= Instruction 1 =
Identify every line of the entries below that contains the string "arched", and copy each such line in full. Matching is case-sensitive.

= Text block =
= = = = =

Posted: 29 Mar 2014, 02:53
by cpapple123
Where does the program go? Sure I ran the Test program and all ran as expected but the program does not appear on the EV3 screen to run again. Also when I explore the EV3 from BCC the Test.c is there. When I cycle the power the program is gone.

Re: BricxCC EV3 download program

Posted: 29 Mar 2014, 08:03
by HaWe
the ev3 screen does not show any Linux executables at all, just artefacts which are misinterpreted by the Lego GUI intermediately.

Re: BricxCC EV3 download program

Posted: 30 Mar 2014, 00:00
by cpapple123
Didn't BricxCC create executable for the NXT? I'm not up to speed with the EV3 differences. I just received mine last week from my wife for our anniversary. I am not a huge fan of the new Lego software feels real stripped down even from the NXT-G software. I liked/ was used to the function blocks in NXT-G with the options window that accustomed each block and really like the flexibility of BricxCC. As I now poke around the web it feels that LEGO has not as freely opened the book for the EV3 as they did for the NXT. Maybe in time? I hope so I always love the Idea that lego Open the book on the NXT because "hackers" expanded the possibilities way beyond their imaginations.

Re: BricxCC EV3 download program

Posted: 30 Mar 2014, 07:00
by HaWe
heya,
no, BCC/NXC created bytecode just like NXT-G for the Lego NXT VM bytecode interpreter
EV3-G creates bytecode, too, but for the EV3 VM of course (which is completely different from the NXT bytecode interpreter)

= = = = =

= Instruction 2 =
Write what comes next in the forum thread above about running BricxCC programs on the EV3, continuing from its last post.

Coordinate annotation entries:
= = = = =

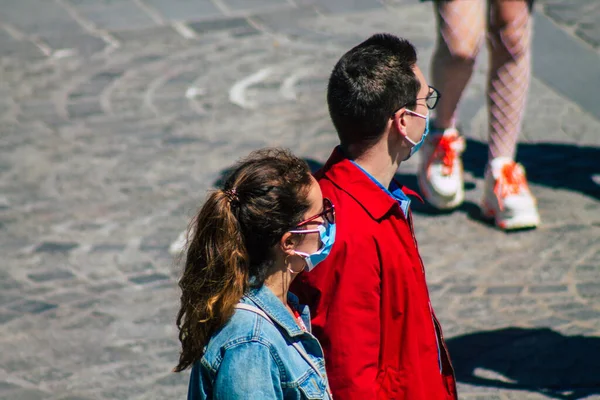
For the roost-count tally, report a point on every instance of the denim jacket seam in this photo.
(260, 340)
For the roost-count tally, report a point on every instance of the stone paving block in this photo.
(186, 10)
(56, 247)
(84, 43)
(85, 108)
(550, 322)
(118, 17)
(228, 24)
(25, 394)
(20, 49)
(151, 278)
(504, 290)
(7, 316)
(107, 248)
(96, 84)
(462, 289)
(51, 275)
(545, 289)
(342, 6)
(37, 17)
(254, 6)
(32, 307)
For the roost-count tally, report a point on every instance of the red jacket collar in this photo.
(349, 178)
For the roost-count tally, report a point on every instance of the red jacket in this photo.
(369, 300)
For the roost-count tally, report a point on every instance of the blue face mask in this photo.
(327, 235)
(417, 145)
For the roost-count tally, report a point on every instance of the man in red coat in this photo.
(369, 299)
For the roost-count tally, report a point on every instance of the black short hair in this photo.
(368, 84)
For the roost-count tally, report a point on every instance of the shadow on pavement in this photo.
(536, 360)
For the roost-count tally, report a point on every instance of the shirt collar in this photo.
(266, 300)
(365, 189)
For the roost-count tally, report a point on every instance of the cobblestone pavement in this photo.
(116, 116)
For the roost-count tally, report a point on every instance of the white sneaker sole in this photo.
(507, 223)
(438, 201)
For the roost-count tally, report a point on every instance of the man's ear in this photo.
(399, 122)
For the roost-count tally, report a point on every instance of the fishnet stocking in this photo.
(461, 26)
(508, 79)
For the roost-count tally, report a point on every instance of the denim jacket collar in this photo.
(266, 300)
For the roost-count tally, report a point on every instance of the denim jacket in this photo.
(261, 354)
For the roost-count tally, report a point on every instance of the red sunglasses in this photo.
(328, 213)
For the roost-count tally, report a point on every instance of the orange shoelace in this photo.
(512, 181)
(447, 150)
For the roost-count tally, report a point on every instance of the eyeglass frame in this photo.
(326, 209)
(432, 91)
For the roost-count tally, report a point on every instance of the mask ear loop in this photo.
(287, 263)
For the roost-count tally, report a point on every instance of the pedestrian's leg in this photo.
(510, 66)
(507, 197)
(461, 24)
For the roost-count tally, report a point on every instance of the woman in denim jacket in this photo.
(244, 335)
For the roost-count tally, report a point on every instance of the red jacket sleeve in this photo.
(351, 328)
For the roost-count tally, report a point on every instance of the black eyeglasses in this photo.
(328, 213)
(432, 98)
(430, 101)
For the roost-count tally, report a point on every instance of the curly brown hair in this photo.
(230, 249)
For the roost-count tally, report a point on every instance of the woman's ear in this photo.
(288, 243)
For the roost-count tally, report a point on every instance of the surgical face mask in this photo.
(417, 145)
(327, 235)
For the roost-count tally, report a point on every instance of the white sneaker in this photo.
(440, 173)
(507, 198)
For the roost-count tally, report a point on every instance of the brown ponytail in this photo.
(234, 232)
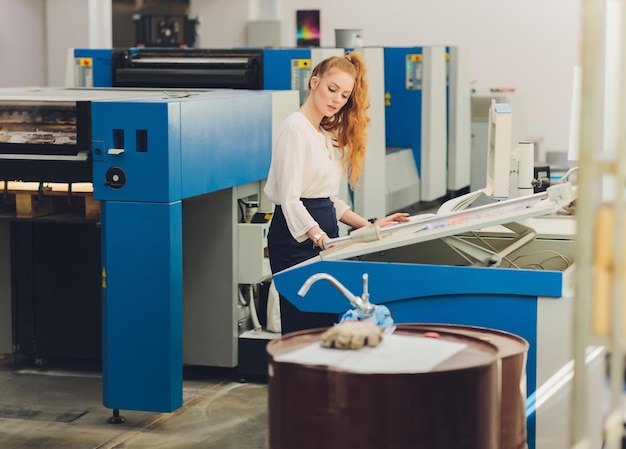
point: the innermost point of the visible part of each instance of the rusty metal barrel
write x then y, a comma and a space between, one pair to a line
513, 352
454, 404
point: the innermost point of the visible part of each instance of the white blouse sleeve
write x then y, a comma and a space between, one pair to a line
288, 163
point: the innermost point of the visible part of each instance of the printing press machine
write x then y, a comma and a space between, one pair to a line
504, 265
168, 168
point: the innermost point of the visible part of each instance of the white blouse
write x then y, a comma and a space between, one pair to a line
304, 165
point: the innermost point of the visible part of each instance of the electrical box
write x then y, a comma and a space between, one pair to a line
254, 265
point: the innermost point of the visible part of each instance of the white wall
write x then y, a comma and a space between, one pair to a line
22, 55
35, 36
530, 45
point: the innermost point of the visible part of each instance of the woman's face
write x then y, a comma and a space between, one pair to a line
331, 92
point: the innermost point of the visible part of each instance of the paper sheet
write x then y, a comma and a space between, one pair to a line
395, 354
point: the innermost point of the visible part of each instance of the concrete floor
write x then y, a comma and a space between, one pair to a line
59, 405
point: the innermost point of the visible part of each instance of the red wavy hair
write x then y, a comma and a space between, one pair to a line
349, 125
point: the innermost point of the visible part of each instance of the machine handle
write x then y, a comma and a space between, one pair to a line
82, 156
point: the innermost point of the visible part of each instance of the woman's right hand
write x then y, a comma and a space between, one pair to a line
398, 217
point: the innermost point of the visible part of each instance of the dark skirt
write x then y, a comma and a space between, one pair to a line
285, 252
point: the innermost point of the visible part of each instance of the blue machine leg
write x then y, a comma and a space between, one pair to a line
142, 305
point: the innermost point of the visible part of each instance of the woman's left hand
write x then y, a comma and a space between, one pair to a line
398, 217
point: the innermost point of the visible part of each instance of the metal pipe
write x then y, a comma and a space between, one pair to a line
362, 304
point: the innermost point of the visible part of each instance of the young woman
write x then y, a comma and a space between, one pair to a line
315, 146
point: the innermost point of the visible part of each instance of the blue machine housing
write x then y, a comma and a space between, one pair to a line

= = = = =

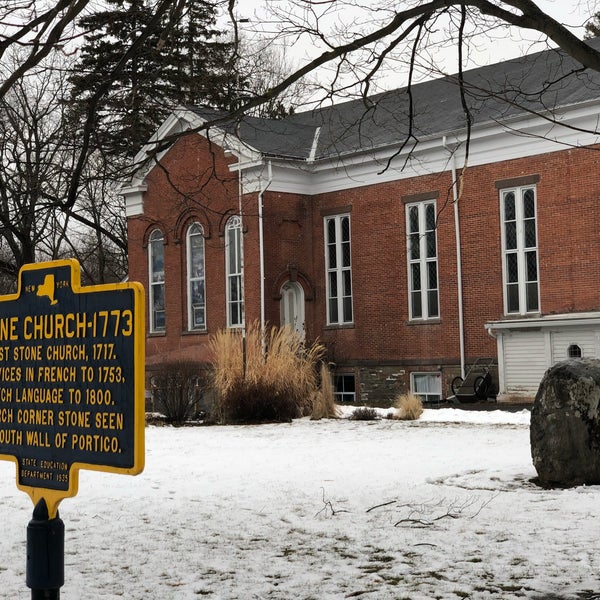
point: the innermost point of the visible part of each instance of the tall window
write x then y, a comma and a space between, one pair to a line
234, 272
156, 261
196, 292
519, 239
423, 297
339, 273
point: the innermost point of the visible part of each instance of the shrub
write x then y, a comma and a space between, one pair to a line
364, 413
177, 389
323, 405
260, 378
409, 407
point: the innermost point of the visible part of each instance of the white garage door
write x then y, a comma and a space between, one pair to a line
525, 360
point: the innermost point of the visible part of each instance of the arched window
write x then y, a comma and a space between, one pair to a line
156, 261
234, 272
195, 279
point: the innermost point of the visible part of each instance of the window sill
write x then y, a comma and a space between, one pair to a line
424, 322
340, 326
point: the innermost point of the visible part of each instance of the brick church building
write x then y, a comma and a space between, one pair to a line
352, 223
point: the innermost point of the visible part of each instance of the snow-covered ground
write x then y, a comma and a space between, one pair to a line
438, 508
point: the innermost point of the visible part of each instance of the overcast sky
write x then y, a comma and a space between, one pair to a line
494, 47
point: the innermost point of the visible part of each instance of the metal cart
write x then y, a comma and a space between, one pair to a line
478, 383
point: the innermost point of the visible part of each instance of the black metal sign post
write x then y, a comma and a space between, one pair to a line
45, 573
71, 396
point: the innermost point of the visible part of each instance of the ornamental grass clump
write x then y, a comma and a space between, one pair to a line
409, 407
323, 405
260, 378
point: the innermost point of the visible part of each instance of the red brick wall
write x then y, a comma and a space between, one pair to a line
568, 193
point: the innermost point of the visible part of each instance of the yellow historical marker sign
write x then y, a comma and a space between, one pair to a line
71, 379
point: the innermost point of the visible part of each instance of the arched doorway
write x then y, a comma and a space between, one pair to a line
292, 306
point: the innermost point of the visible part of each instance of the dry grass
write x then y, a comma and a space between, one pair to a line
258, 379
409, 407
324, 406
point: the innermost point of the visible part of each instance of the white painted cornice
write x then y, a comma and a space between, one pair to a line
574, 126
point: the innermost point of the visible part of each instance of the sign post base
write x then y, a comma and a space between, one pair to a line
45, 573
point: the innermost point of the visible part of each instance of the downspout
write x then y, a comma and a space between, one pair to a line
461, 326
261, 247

= = = = =

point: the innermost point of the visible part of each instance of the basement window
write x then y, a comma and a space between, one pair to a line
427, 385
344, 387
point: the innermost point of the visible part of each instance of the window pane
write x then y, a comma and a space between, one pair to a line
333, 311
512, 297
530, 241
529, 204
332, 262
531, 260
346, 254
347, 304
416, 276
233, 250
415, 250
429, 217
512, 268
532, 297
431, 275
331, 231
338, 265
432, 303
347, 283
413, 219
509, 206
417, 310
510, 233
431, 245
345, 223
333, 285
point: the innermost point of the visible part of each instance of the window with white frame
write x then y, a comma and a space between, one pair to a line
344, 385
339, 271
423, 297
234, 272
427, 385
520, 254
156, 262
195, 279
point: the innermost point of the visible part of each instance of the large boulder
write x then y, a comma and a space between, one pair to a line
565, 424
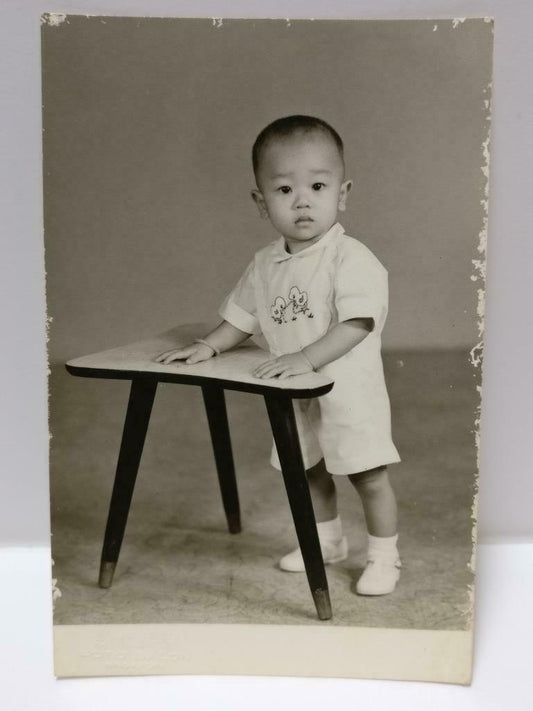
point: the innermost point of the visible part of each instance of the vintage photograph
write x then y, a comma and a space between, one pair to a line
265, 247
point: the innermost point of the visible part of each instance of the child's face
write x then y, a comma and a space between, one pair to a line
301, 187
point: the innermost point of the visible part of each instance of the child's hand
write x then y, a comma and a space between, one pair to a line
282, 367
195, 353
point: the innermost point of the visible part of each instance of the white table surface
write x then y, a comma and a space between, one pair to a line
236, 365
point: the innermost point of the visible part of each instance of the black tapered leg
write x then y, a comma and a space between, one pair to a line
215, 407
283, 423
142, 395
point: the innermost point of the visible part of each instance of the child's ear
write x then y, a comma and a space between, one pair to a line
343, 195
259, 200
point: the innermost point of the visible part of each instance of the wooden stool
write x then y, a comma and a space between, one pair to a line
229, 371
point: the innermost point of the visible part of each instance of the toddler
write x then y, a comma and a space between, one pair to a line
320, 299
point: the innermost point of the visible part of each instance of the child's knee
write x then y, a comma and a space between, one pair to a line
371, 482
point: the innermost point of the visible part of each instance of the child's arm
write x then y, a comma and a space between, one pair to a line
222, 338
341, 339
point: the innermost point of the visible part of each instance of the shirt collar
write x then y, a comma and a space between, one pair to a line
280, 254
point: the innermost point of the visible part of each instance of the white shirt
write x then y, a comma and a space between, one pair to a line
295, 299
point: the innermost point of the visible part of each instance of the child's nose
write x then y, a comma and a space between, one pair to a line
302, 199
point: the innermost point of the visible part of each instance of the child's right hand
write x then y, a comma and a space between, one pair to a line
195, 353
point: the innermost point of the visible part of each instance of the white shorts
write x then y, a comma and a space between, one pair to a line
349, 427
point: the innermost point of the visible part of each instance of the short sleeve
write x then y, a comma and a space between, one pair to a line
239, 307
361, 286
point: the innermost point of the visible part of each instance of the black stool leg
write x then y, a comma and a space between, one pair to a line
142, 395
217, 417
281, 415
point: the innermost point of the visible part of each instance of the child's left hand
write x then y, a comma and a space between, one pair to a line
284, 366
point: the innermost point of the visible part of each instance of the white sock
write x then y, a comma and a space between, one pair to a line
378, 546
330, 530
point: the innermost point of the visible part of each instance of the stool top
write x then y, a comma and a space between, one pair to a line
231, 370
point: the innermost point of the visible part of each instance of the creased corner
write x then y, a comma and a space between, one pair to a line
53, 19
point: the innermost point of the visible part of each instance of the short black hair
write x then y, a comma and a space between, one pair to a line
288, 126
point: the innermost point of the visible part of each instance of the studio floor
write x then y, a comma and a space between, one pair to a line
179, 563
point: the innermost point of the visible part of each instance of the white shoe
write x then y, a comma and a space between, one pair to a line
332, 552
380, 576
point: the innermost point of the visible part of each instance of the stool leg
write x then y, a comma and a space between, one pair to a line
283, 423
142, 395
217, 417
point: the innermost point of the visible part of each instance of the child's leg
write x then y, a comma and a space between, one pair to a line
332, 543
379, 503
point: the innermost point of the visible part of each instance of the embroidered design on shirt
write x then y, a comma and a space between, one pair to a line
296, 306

= = = = =

= Written answer 1 =
point: the innermost point of the visible part of each instance of the arched window
point: the innermost point of the visible part of each instance of the arched doorway

= Written answer 2 =
but BCC/EV3-C creates Linux executables by a real C compiler (gpp CSLite) , that has nothing to do with the Lego VM (except that there are often bad interactions if the Lego VM is running simultaneously as it always does with the standard Lego firmware).

IMO these issues should have been already made more clear in any BCC instruction/readme files.

Both ev3 hardware and software specifications are published and available, but the Lego firmware is quite bugged as some people reported and the C compiler is using large parts of it's library (or modified parts of it) - and it's still rudimentary and probably will not be completed and fixed "in a future of a kind which commonly is called 'near' " (if not possibly never).
Different approaches to kind of an API by other members often are incompatible either to John Hansen's API or to the original firmware libs (e.g., lms2012.h), or both, and they also are rudimentary, too.
No one really seems to care for the present time or for the future, though.